Proverbs 22:6, “Train up a child in the way he should go, and when he is old he will not depart from it.”

Exhausted and weary mothers! You are not alone! It seems as though the struggle never ends and the struggle is real. Raising children and family in this age is rather exhausting sometimes your patience is tested on so many levels. A few days ago, my emotions got the best of me. My son threw a tantrum and kicked the chair and had a major attitude. I easily vacillated from being calm and collected to screaming and yelling.

This is how it starts, I allowed my son to play on his tablet for approximately 2-3 hours a day right after we do his school work in the morning. Now that we have been staying at home, I have tried to stick to a structured schedule. My son and I do a little bit of reading, spelling, math, and history. After lunch, I let him play his game Roblox. It took me a while to actually allow my son to play this game because he was too young, but he gets bored just watching tv and we haven’t been going outside in the park when COVID-19 took place. 

I was wondering to myself, is there a correlation between letting my son play this game that led him to develop such aggressive behavior?

Triggers?

These were my triggers: I told him to stop at 3:05, 3:05 turns to 3:10, 3:10 turns to 3:30. When I finally had enough and made him stop playing his game, he threw a fit. He screamed and yelled that I didn’t tolerate so obviously I took away his tablet. As soon as I turned around he kicked the couch. I asked the question, why he would such a thing? The moment my son lied changed the whole scenario when he went on saying he didn’t kick it on purpose but rather it was an accident. That’s when I put him on a time out and scolded him for it. 

I am sure if you are a parent and a mother, you know how frustrating raising a child can be. In retrospect, I could have probably responded differently and not let my emotions get the best of me. Later that night, before I went to bed, I asked God what could have I done differently in disciplining my son?

What could have I done differently in disciplining my son?

He led me to the Zechariah 4:6, “Not by might, nor by power, but My spirit.” 

My spirit I believe refers to the fruit of the spirit that is discussed in the book of Galatians 5:22, “But the fruit of the spirit is love, joy, peace, patience, kindness, goodness, faithfulness, gentleness, and self-control.

There were two things that stood out for me here that I could have applied during the time my son threw a fit. One – gentleness and two is self-control. I was overtaken by my emotion. Therefore, I did not respond in a moving loving way. Right after the time out, I have to sit him down and discuss why I had to take away his tablet and put him on time out. 

I believe the younger our children learn about consequences the better. Younger children still need guidance. Their brain is not fully developed or matured yet that they can still be teachable and moldable. It will be too late when we wait when they become teenagers. 

These are things I expect from my son to do are to obey and to listen. The same principles God expects from us, His children. Although God has given us the gift of free will. However, there are consequences when we obey Him and vice versa when we disobey God Him.

As a mother, we can’t be perfect. However, we must learn to forgive ourselves and not beat ourselves up when we make a mistake. It is okay not to be okay. As a mother, we must learn to decompress by taking good care of ourselves mentally, physically, and emotionally.

Look Within

Consider the following of why your fused was short. Possibly due to hormonal, lack of sleep, and stress. Lately, I haven’t been sleeping well. I have been sleep-deprived. When I don’t get enough sleep I can’t function at an optimal level. I sometimes feel guilty of just sitting around and not doing anything because I feel as though I am wasting my time. But necessary.

INFORMATION -

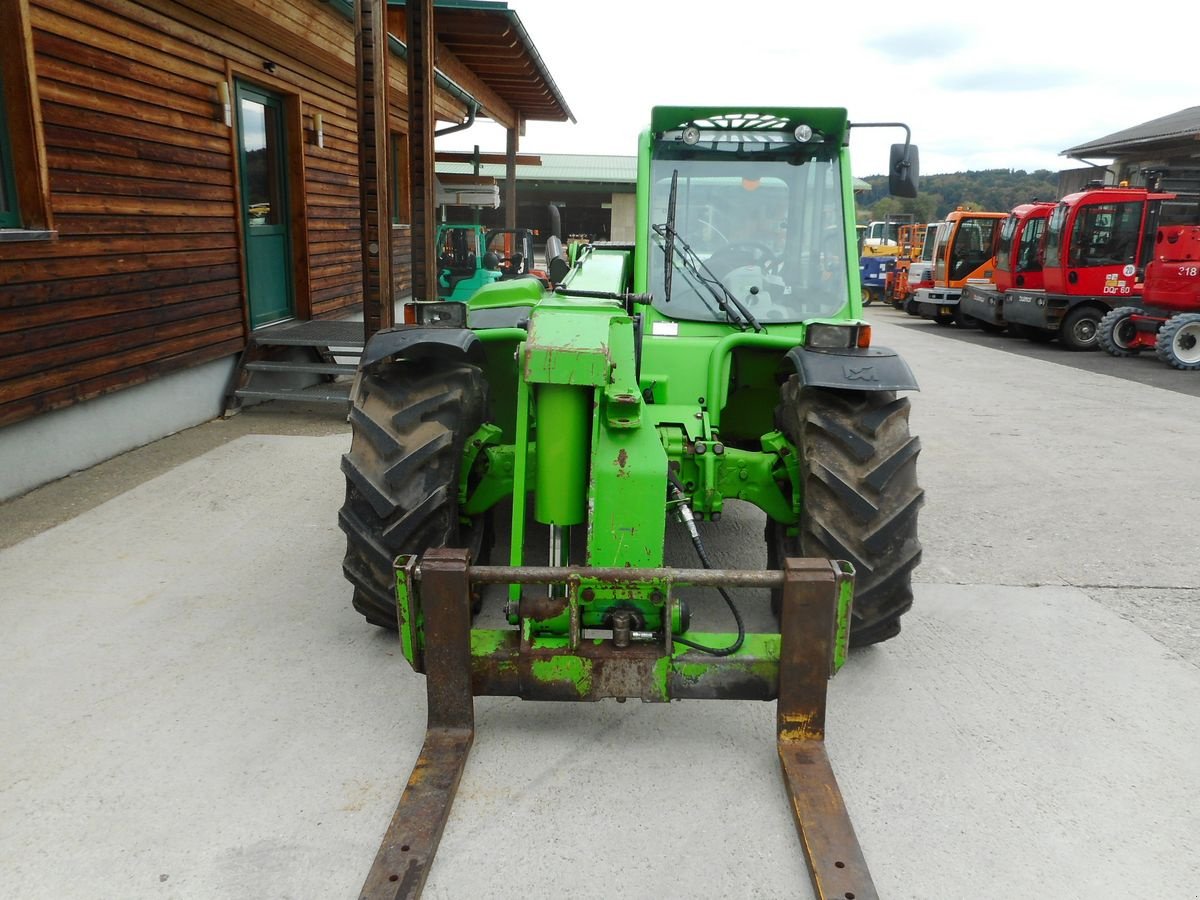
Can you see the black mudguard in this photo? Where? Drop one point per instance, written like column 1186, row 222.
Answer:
column 876, row 369
column 418, row 342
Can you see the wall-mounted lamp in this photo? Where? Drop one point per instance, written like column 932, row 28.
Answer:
column 223, row 96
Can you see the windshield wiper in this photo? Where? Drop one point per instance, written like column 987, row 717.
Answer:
column 733, row 309
column 669, row 246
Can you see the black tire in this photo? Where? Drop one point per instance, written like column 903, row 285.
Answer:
column 1080, row 329
column 1117, row 333
column 402, row 474
column 1179, row 342
column 859, row 468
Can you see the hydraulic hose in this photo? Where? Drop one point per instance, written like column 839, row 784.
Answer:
column 683, row 514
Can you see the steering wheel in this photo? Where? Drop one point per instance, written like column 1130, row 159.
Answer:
column 738, row 253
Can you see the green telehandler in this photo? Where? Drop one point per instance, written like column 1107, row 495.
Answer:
column 721, row 357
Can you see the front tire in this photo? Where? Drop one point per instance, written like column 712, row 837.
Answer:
column 1117, row 333
column 1179, row 342
column 858, row 465
column 402, row 474
column 1080, row 329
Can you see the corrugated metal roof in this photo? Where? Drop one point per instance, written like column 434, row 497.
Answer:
column 561, row 167
column 1176, row 125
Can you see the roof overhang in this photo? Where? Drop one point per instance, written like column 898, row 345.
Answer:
column 484, row 47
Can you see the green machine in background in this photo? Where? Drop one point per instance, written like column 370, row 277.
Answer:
column 721, row 357
column 471, row 257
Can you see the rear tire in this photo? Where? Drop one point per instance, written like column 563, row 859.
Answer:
column 1080, row 329
column 1179, row 342
column 402, row 474
column 859, row 468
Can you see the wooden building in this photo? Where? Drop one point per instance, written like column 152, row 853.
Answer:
column 177, row 173
column 1162, row 150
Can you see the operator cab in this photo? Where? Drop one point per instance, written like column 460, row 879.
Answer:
column 749, row 220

TASK STATEMENT -
Can you summarize the parenting post above in two sentences?

RESPONSE TO THIS EXERCISE -
The writer describes losing her temper and yelling when her son threw a fit after she made him stop playing Roblox on his tablet, and then lied about what he had done. After praying, she was led to Zechariah 4:6 and the fruit of the spirit in Galatians 5:22, and she concludes that she should have shown gentleness and self-control, that mothers must forgive themselves and take care of themselves, and that lack of sleep can shorten her fuse.